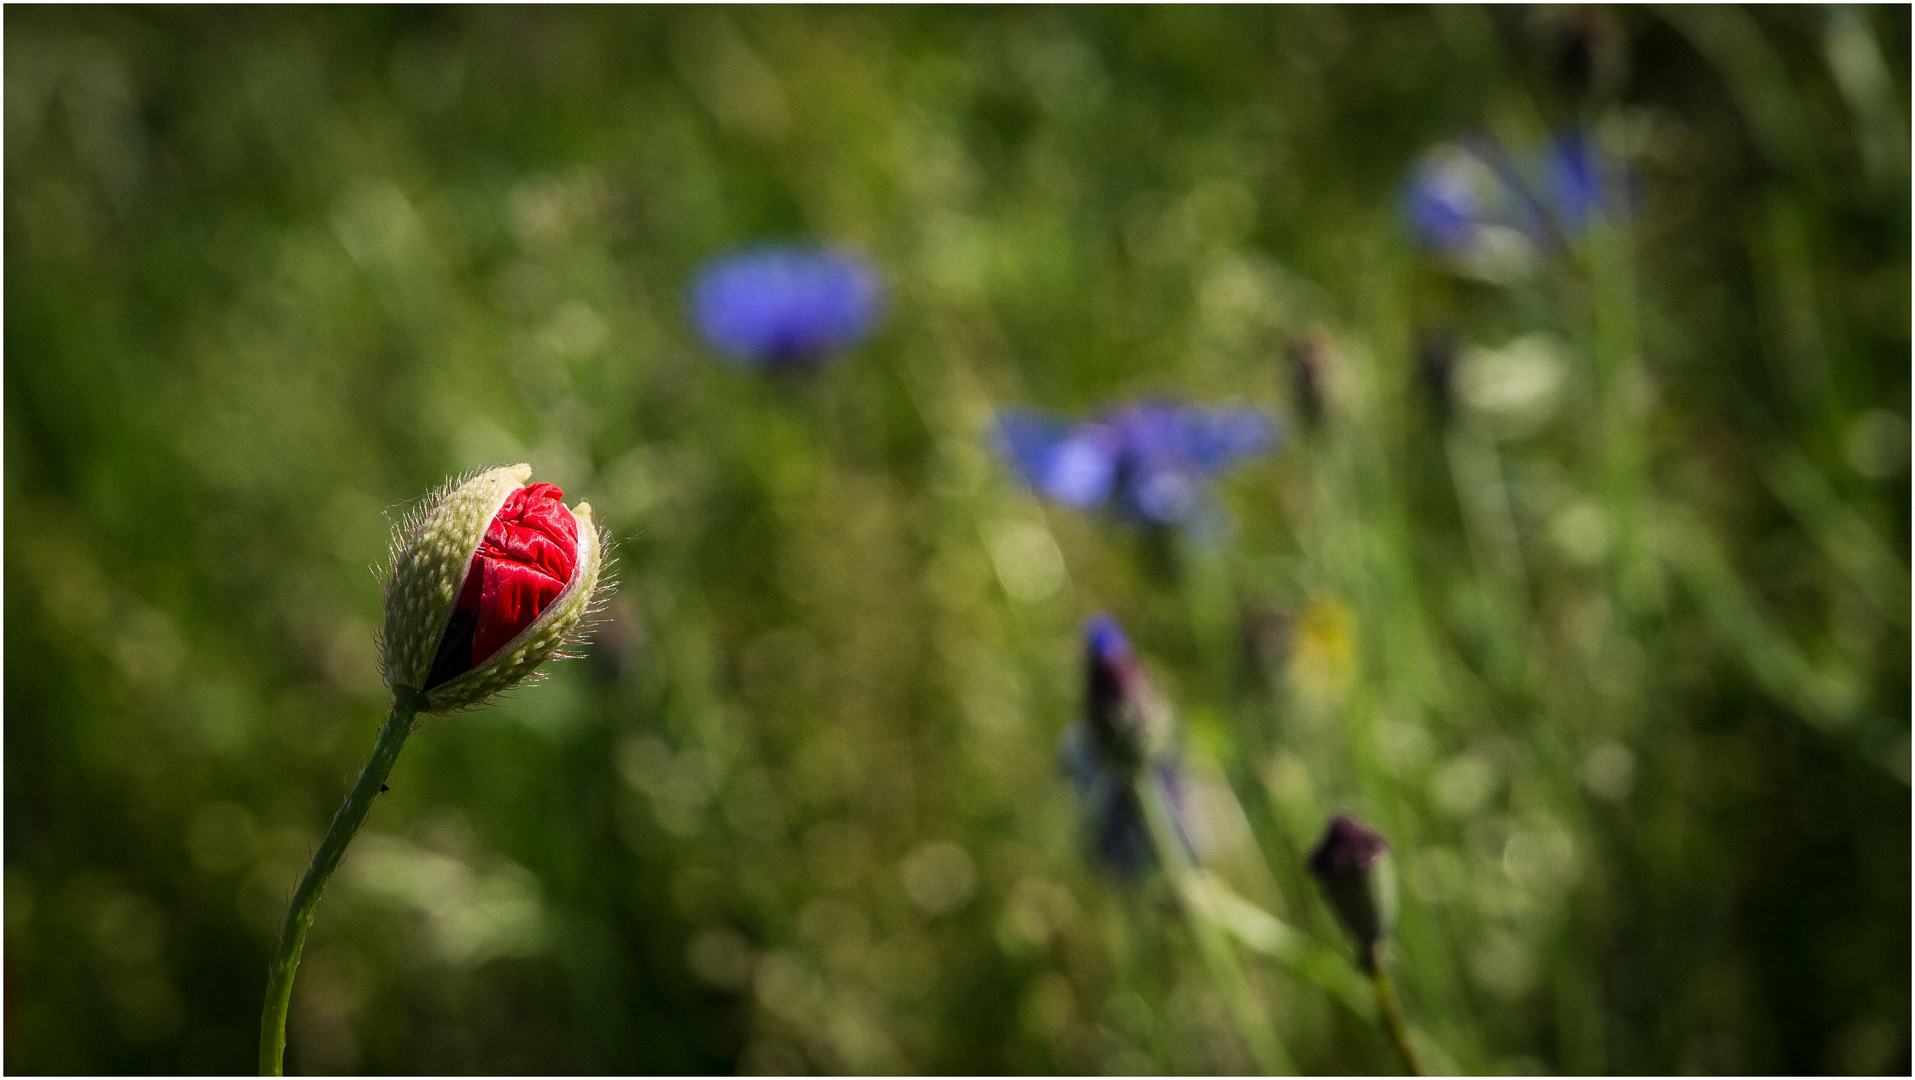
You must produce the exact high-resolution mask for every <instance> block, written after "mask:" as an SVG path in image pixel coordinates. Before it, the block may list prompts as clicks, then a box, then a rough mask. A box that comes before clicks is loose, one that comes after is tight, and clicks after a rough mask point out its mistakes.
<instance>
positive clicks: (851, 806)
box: [4, 6, 1911, 1072]
mask: <svg viewBox="0 0 1915 1080" xmlns="http://www.w3.org/2000/svg"><path fill="white" fill-rule="evenodd" d="M4 25H6V121H4V126H6V218H4V230H6V241H4V245H6V280H4V287H6V301H4V303H6V324H4V331H6V352H4V360H6V377H4V389H6V404H4V412H6V433H4V452H6V454H4V458H6V561H4V569H6V666H4V676H6V699H4V701H6V724H4V726H6V892H4V910H6V980H4V990H6V1007H4V1024H6V1069H8V1070H10V1072H178V1070H186V1072H245V1070H251V1067H253V1061H255V1047H253V1046H255V1038H257V1023H259V1007H260V994H262V990H264V965H266V959H268V954H270V950H272V944H274V940H276V934H278V923H280V919H282V917H283V911H285V902H287V896H289V894H291V889H293V885H295V881H297V877H299V873H301V869H303V867H304V864H306V858H308V852H310V848H312V844H314V843H318V837H320V835H322V831H324V829H326V823H327V820H329V818H331V814H333V810H335V808H337V804H339V800H341V799H343V795H345V789H347V785H349V783H350V777H352V776H354V772H356V770H358V766H360V762H362V760H364V756H366V753H368V751H370V747H372V739H373V733H375V730H377V724H379V720H381V716H383V712H385V697H383V686H381V682H379V674H377V666H375V659H373V645H372V636H373V630H375V626H377V622H379V619H381V597H379V584H377V580H375V576H373V574H372V573H368V567H375V565H377V563H381V561H383V557H385V544H387V530H389V525H391V521H393V519H394V517H396V515H398V513H402V511H404V509H406V506H410V502H412V500H416V498H419V496H421V494H425V492H427V490H431V488H433V486H437V484H439V483H440V481H444V479H446V477H448V475H452V473H458V471H463V469H471V467H479V465H492V463H509V461H530V463H532V465H534V469H536V477H538V479H542V481H552V483H557V484H561V486H563V488H565V492H567V496H569V498H586V500H590V502H592V506H594V509H596V511H597V517H599V521H601V523H605V525H607V529H609V532H611V536H613V538H615V540H617V550H615V557H617V578H619V592H617V596H615V599H613V603H611V605H609V609H607V611H605V615H603V622H601V626H599V630H597V638H596V643H594V645H592V647H590V651H588V655H586V657H582V659H576V661H567V663H561V664H555V666H553V668H552V674H550V680H548V682H544V684H542V686H534V687H523V689H519V691H515V693H511V695H509V699H507V701H504V703H502V705H496V707H490V709H484V710H475V712H467V714H460V716H452V718H442V720H433V722H429V724H427V726H425V728H423V730H421V731H419V733H416V735H414V737H412V741H410V745H408V747H406V751H404V756H402V758H400V762H398V768H396V772H394V774H393V781H391V793H389V795H387V797H381V800H379V804H377V806H375V810H373V814H372V820H370V821H368V825H366V831H364V833H362V835H360V839H358V841H356V844H354V846H352V850H350V854H349V858H347V864H345V867H343V871H341V875H339V877H337V879H335V881H333V885H331V889H329V892H327V894H326V902H324V904H322V906H320V913H318V923H316V927H314V933H312V938H310V942H308V948H306V963H304V967H303V971H301V977H299V984H297V988H295V996H293V1015H291V1028H289V1057H287V1065H289V1069H291V1070H301V1072H732V1070H743V1072H814V1070H816V1072H1107V1070H1113V1072H1214V1070H1245V1069H1250V1067H1252V1059H1250V1057H1249V1049H1247V1047H1245V1046H1243V1042H1241V1038H1239V1034H1237V1030H1235V1028H1233V1026H1231V1024H1229V1023H1228V1019H1226V1017H1228V1011H1226V1007H1224V1001H1222V998H1220V992H1218V986H1216V984H1214V982H1212V980H1210V979H1208V975H1206V967H1205V965H1203V963H1201V961H1199V959H1201V957H1199V952H1197V948H1195V944H1193V940H1191V934H1189V931H1187V927H1185V921H1182V919H1180V917H1178V913H1176V908H1174V904H1172V898H1170V892H1168V890H1166V889H1164V881H1162V877H1160V875H1159V877H1147V879H1143V881H1136V883H1124V881H1120V879H1116V877H1113V875H1109V873H1105V871H1101V869H1099V867H1097V866H1095V862H1093V860H1092V858H1090V856H1088V852H1086V843H1084V835H1082V823H1080V806H1078V804H1076V800H1074V795H1072V791H1070V785H1069V779H1067V777H1065V774H1063V768H1061V764H1059V751H1057V747H1059V733H1061V731H1063V730H1065V726H1067V724H1069V722H1070V720H1072V718H1074V716H1076V714H1078V709H1080V697H1082V670H1080V664H1082V643H1080V632H1082V622H1084V619H1086V617H1088V615H1092V613H1097V611H1107V613H1111V615H1115V617H1116V619H1118V620H1120V622H1122V624H1124V628H1126V630H1128V632H1130V636H1132V638H1134V641H1136V643H1138V649H1139V653H1141V655H1143V659H1145V664H1147V668H1149V672H1151V676H1153V680H1155V684H1157V686H1159V689H1160V691H1162V695H1164V697H1166V699H1168V701H1170V703H1172V705H1174V707H1176V710H1178V718H1180V731H1182V747H1183V760H1185V766H1187V770H1189V774H1191V777H1193V789H1195V791H1197V799H1195V802H1197V804H1199V810H1201V816H1203V820H1205V827H1206V833H1208V841H1206V844H1208V846H1206V852H1208V854H1206V858H1208V860H1210V866H1212V869H1214V873H1216V875H1218V879H1220V881H1228V883H1229V887H1231V890H1233V892H1235V894H1237V896H1239V898H1241V900H1245V902H1247V904H1254V908H1256V910H1260V911H1262V915H1256V913H1254V911H1252V913H1243V911H1239V915H1243V917H1239V919H1237V923H1235V925H1233V936H1231V938H1229V940H1231V948H1233V950H1235V952H1237V956H1239V957H1241V965H1243V969H1245V971H1247V977H1249V992H1250V996H1252V1000H1254V1007H1256V1011H1258V1013H1260V1015H1262V1017H1266V1019H1268V1024H1270V1026H1272V1030H1273V1032H1275V1034H1277V1038H1279V1040H1281V1044H1283V1047H1285V1049H1287V1053H1289V1057H1291V1059H1293V1061H1295V1065H1296V1067H1298V1069H1302V1070H1312V1072H1377V1070H1394V1069H1396V1067H1398V1059H1396V1057H1394V1055H1392V1051H1390V1046H1388V1042H1386V1040H1385V1038H1383V1036H1381V1034H1379V1028H1377V1024H1375V1021H1373V1015H1371V1013H1373V1009H1371V1011H1365V1005H1367V1000H1365V998H1362V994H1341V992H1339V986H1344V980H1346V979H1348V977H1350V975H1352V971H1354V969H1350V967H1348V957H1350V948H1348V946H1346V944H1344V940H1342V938H1341V936H1339V933H1337V927H1335V921H1333V917H1331V913H1329V910H1327V908H1325V906H1323V900H1321V898H1319V896H1318V892H1316V890H1314V887H1312V883H1310V881H1308V877H1306V875H1304V873H1302V866H1300V864H1302V858H1304V854H1306V852H1308V846H1310V843H1314V839H1316V835H1318V833H1319V831H1321V827H1323V821H1325V818H1327V816H1329V814H1331V812H1337V810H1350V812H1356V814H1358V816H1362V818H1363V820H1365V821H1369V823H1373V825H1377V827H1379V829H1381V831H1383V833H1386V835H1388V837H1390V841H1392V844H1394V862H1396V866H1398V877H1400V881H1402V929H1400V934H1398V946H1396V977H1398V986H1400V988H1402V994H1404V1001H1406V1009H1408V1013H1409V1019H1411V1024H1413V1026H1415V1030H1417V1038H1419V1040H1421V1046H1423V1047H1425V1049H1427V1053H1429V1057H1431V1063H1432V1065H1434V1067H1438V1069H1444V1070H1465V1072H1503V1070H1517V1072H1559V1070H1561V1072H1691V1070H1693V1072H1827V1070H1835V1072H1905V1070H1907V1069H1909V571H1907V565H1909V559H1907V551H1909V471H1907V467H1909V421H1907V417H1909V289H1911V281H1909V121H1907V101H1909V11H1907V8H1817V10H1798V8H1762V10H1741V8H1683V10H1666V11H1664V10H1643V8H1630V10H1524V8H1496V10H1476V8H1442V10H1415V8H1385V10H1373V8H1362V10H1360V8H1279V10H1266V8H1113V10H1099V8H1061V10H1055V8H1015V10H998V8H984V10H956V8H952V10H938V8H910V10H904V8H896V10H894V8H749V10H743V8H741V10H730V8H697V10H661V8H613V10H603V8H460V10H437V8H326V10H318V8H270V10H257V8H138V10H126V8H23V6H11V8H8V11H6V15H4ZM1561 130H1584V132H1591V138H1595V140H1599V146H1601V147H1603V149H1605V153H1607V155H1609V157H1611V159H1614V161H1616V163H1620V165H1618V169H1626V170H1628V176H1630V180H1628V193H1626V197H1618V203H1620V205H1618V209H1616V213H1612V214H1609V218H1607V220H1601V222H1597V224H1595V226H1593V228H1589V230H1588V232H1584V234H1578V236H1574V237H1570V239H1568V241H1566V243H1561V245H1545V247H1543V249H1540V251H1536V253H1532V255H1534V259H1530V260H1528V264H1526V266H1522V268H1521V272H1509V274H1494V276H1488V278H1490V280H1486V276H1484V274H1475V276H1473V274H1465V272H1459V270H1457V268H1455V266H1453V264H1450V262H1446V260H1442V259H1438V257H1436V255H1434V253H1431V251H1425V249H1423V247H1421V245H1419V243H1417V241H1415V236H1413V234H1411V230H1409V226H1408V224H1406V220H1404V184H1406V178H1408V176H1409V172H1411V169H1413V167H1415V165H1417V161H1421V159H1423V155H1425V151H1429V149H1431V147H1436V146H1442V144H1448V142H1453V140H1461V138H1467V136H1471V134H1473V132H1476V134H1482V132H1488V138H1496V140H1501V142H1503V144H1507V146H1542V144H1543V140H1545V138H1547V136H1549V134H1551V132H1561ZM762 239H818V241H827V243H837V245H845V247H850V249H856V251H862V253H864V255H866V259H869V262H871V264H873V266H875V268H877V272H879V274H881V276H883V280H885V285H887V312H885V320H883V324H881V327H879V331H877V333H875V335H873V337H871V339H869V341H867V343H864V345H862V347H858V349H854V350H850V352H846V354H845V356H839V358H837V360H835V362H831V364H825V366H822V368H818V370H816V371H814V373H810V375H799V377H766V375H764V373H758V371H749V370H741V368H735V366H728V364H724V362H722V360H720V358H718V356H716V354H714V352H712V350H710V349H709V347H707V345H705V343H703V341H701V339H699V335H697V331H695V327H693V326H691V322H689V320H687V314H686V283H687V280H689V278H691V276H693V274H695V272H697V268H699V266H701V264H703V262H705V260H707V259H710V257H714V255H718V253H722V251H728V249H732V247H733V245H739V243H751V241H762ZM1442 335H1450V341H1453V345H1455V347H1453V356H1450V354H1436V356H1432V347H1431V343H1432V341H1442ZM1446 356H1450V358H1453V368H1446V366H1444V364H1442V362H1440V360H1444V358H1446ZM1432 373H1434V375H1438V377H1432ZM1446 373H1448V377H1442V375H1446ZM1143 396H1166V398H1182V400H1191V402H1226V400H1229V402H1237V404H1252V406H1256V408H1262V410H1266V412H1268V414H1270V416H1273V417H1277V419H1279V421H1281V425H1283V444H1281V448H1279V450H1277V452H1273V454H1266V456H1262V458H1256V460H1252V461H1249V463H1245V465H1243V467H1239V469H1233V471H1231V473H1228V475H1226V477H1222V479H1220V483H1218V486H1216V500H1218V504H1220V509H1222V513H1218V515H1216V519H1214V521H1212V525H1210V527H1208V529H1205V530H1189V532H1183V534H1172V536H1143V534H1139V532H1138V530H1134V529H1128V527H1124V525H1122V523H1118V521H1113V519H1109V517H1105V515H1095V513H1080V511H1074V509H1069V507H1059V506H1055V504H1048V502H1040V500H1036V498H1034V496H1032V494H1030V492H1028V490H1025V486H1023V484H1021V483H1019V481H1017V479H1015V473H1011V471H1009V469H1007V467H1005V465H1003V461H1000V460H998V458H996V454H994V452H992V446H990V442H988V439H986V431H988V423H990V417H992V410H994V408H996V406H1000V404H1032V406H1042V408H1053V410H1059V412H1065V414H1072V416H1090V414H1092V412H1095V410H1099V408H1103V406H1105V404H1111V402H1124V400H1134V398H1143ZM1268 917H1273V919H1279V921H1281V925H1283V927H1289V931H1295V934H1302V936H1291V938H1281V940H1287V942H1291V944H1293V946H1295V944H1296V942H1306V944H1308V948H1277V946H1273V944H1272V942H1273V940H1277V938H1272V934H1270V933H1266V931H1270V927H1272V925H1273V923H1268ZM1260 934H1262V936H1260ZM1279 944H1281V942H1279Z"/></svg>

***

Exercise directions —
Among the lines above, find those that contain the word "instance" and copy them.

Result of this exercise —
You must produce the exact high-resolution mask for every <instance> block, written after "mask:" as an SVG path in image pixel coordinates. Before it, the block may list prompts as clicks, then a box, then a rough mask. A box that comes before clicks is loose, one that comes after is tight, and clicks after a rough mask point out its mistakes.
<instance>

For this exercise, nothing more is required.